Tugas
Menurut artikel tentang pemusnahan beras Bulog di bawah, apa alasan yang disampaikan Tri Wahyudi Saleh atas pemusnahan cadangan beras tersebut?

“Menghapus kelaparan di Indonesia memerlukan peningkatan investasi di sektor pertanian dan pedesaan untuk memacu produktivitas, modernisasi sistem pangan dan meningkatkan efisiensi pasar pangan,”
Oleh : Ummu Dzakiyah SHI
Lapan6Online : Kaget, Takjub, dan penasaran berjubel dalam benak ketika mendapati berita cnn.com 29-11-2019 yang menyatakan Perum Bulog akan membuang 20 ribu ton cadangan beras pemerintah yang ada di gudang mereka. Nilai beras tersebut mencapai Rp160 miliar.
Direktur Operasional dan Pelayanan Publik Perum Bulog Tri Wahyudi Saleh mengatakan pemusnahan dilakukan karena usia penyimpanan beras tersebut sudah melebihi 1 tahun. Data yang dimilikinya, saat ini cadangan beras di gudang Bulog mencapai 2,3 juta ton. jika kita baca hanya sampai sini maka kesimpulan kita Indonesia sudah makmur. sampai-sampai beras digudang tidak keluar sampai dinyatakan membusuk.

Data Tersimpan
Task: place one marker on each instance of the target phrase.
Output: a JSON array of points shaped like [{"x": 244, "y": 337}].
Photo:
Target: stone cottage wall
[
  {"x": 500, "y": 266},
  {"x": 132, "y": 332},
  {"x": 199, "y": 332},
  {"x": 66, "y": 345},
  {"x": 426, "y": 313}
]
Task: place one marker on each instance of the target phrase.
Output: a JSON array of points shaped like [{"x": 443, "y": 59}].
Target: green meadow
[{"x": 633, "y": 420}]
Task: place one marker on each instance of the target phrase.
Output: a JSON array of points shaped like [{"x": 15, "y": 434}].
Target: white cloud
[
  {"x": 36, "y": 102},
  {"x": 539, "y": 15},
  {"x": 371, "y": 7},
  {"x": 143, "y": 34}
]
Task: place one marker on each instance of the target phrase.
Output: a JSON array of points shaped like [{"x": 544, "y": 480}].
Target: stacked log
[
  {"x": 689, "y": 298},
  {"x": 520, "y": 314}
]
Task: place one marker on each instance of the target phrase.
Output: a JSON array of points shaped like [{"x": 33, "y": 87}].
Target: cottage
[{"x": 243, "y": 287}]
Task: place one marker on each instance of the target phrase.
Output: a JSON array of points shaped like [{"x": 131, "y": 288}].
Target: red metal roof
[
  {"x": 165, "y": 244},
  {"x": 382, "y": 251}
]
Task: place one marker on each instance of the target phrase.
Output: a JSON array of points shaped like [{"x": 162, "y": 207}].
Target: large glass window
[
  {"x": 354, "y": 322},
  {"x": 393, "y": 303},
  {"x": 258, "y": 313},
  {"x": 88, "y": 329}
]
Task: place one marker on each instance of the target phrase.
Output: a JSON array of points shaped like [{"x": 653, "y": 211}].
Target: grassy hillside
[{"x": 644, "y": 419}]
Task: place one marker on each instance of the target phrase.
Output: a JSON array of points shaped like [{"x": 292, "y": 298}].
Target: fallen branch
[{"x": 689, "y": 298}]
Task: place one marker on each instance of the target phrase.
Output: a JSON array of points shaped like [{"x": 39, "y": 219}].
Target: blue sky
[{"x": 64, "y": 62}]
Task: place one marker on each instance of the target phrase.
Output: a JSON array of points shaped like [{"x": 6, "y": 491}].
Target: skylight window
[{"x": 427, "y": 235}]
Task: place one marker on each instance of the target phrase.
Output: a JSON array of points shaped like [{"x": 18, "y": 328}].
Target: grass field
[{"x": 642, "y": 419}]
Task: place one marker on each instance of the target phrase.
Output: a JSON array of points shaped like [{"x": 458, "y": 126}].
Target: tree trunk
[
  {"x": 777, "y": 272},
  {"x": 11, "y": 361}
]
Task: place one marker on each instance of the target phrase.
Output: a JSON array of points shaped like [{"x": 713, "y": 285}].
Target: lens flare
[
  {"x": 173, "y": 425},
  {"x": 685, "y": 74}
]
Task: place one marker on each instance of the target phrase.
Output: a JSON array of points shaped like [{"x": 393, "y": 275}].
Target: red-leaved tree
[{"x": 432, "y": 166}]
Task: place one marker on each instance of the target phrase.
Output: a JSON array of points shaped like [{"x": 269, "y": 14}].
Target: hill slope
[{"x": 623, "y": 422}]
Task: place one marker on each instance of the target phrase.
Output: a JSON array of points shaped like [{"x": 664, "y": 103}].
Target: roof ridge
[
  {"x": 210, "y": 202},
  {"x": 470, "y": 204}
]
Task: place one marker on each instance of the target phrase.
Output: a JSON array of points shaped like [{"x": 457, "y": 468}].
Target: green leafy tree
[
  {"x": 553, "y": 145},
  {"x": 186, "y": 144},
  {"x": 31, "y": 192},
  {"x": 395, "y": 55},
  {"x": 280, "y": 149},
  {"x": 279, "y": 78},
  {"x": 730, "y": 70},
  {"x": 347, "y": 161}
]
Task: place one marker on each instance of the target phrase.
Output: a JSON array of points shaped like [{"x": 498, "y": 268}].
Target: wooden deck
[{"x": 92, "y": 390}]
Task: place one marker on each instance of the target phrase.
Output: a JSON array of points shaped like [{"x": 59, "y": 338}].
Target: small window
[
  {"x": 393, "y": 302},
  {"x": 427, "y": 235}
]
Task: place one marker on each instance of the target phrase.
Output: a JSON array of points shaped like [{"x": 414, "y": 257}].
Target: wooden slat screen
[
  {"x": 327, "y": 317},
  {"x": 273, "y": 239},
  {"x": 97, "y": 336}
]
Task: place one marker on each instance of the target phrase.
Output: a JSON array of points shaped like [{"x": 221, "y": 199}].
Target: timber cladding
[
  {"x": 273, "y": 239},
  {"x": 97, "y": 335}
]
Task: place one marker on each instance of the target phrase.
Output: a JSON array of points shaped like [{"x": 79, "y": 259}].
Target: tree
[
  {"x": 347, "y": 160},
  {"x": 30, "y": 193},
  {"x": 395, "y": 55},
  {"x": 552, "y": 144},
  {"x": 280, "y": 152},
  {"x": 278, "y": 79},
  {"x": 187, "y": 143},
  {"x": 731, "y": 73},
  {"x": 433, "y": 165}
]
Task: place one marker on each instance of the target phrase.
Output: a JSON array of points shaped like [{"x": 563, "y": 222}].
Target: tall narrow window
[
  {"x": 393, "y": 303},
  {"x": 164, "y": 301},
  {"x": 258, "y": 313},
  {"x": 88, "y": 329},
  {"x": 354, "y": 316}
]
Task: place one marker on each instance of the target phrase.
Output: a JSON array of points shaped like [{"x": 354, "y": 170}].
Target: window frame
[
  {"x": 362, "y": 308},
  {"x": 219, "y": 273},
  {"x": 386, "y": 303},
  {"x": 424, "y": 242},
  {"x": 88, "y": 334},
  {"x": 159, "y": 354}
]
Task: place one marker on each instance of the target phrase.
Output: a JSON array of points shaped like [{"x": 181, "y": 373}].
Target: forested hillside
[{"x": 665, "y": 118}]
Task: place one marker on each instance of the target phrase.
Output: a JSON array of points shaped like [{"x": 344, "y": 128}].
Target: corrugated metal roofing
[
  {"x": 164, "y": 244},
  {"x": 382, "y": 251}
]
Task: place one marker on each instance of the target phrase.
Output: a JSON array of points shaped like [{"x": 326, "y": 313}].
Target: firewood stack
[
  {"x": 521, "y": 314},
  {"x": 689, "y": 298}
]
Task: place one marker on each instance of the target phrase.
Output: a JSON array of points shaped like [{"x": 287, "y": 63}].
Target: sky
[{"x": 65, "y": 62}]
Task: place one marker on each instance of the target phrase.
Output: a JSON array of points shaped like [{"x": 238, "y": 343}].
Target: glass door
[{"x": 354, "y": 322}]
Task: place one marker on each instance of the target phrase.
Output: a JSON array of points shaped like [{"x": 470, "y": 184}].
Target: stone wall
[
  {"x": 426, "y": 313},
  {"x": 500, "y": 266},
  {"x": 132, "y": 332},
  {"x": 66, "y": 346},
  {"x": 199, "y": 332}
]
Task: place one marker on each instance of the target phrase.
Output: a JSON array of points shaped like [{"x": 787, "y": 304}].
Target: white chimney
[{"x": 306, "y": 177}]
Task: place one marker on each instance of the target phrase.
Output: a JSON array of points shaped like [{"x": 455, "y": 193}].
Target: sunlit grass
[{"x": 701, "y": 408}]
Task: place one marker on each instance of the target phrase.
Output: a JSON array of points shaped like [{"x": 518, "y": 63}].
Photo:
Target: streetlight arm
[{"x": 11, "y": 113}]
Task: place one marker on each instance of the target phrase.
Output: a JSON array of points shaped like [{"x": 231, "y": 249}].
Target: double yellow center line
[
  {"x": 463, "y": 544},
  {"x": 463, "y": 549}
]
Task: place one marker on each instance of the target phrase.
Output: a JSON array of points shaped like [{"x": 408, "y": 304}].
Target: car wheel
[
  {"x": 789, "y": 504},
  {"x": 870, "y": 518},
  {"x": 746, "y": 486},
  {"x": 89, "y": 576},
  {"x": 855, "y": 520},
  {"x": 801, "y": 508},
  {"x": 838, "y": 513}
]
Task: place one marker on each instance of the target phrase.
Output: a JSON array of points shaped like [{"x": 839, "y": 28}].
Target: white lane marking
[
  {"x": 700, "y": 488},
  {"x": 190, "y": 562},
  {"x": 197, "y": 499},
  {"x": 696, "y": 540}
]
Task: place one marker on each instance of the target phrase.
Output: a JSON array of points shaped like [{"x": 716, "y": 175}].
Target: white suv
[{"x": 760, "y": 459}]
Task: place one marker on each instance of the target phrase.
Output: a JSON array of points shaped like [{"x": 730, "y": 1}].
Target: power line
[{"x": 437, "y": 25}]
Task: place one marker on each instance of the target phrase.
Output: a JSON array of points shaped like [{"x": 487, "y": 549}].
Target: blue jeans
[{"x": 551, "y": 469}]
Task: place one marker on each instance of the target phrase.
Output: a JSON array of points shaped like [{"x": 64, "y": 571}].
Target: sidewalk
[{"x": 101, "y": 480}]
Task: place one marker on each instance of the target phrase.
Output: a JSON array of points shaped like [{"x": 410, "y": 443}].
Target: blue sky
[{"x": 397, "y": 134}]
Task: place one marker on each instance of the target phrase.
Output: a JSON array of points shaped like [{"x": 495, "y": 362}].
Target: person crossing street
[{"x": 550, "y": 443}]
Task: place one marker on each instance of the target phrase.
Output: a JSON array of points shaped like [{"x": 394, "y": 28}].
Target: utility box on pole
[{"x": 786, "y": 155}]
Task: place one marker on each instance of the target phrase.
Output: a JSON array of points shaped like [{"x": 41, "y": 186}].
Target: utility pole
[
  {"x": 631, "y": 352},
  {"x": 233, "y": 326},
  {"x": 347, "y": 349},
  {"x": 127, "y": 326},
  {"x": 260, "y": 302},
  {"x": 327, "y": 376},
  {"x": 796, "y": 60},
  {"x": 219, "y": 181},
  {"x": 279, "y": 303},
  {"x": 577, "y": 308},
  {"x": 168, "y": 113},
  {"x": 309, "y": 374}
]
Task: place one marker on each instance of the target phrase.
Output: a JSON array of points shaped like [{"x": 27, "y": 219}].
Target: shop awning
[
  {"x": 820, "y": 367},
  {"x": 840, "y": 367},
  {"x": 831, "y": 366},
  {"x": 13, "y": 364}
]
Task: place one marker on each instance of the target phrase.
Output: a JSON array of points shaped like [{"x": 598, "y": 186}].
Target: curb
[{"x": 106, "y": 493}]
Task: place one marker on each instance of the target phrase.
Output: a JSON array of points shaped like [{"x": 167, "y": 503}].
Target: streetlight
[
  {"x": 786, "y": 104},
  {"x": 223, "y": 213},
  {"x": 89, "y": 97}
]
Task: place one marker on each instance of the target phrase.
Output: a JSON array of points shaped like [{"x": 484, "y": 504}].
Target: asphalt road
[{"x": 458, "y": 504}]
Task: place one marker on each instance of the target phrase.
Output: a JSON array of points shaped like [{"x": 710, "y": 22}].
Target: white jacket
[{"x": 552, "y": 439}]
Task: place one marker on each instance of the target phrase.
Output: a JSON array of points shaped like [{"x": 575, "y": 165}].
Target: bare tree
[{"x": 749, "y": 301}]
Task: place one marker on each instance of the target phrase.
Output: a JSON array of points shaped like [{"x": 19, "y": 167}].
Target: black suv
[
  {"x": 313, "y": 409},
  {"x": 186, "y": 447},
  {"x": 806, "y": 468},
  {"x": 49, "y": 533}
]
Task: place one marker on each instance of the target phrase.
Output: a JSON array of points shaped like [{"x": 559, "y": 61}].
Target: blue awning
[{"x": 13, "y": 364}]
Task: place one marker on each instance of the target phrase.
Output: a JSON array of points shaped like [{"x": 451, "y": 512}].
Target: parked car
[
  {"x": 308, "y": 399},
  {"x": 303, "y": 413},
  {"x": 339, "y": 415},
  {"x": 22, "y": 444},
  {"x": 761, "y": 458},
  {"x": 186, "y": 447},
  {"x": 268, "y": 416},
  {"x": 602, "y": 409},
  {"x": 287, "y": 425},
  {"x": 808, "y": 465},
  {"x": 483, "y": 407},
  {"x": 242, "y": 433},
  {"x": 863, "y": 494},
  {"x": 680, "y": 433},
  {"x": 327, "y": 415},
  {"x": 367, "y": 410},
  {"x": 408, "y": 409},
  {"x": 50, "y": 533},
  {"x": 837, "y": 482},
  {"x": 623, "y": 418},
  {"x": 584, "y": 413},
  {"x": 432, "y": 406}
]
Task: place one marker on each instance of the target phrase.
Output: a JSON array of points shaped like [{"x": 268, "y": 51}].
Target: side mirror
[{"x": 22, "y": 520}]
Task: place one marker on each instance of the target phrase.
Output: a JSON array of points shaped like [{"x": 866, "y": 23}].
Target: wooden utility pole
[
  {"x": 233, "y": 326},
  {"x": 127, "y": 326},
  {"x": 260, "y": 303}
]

Jawaban Tugas
Pemusnahan dilakukan karena usia penyimpanan beras tersebut sudah melebihi 1 tahun.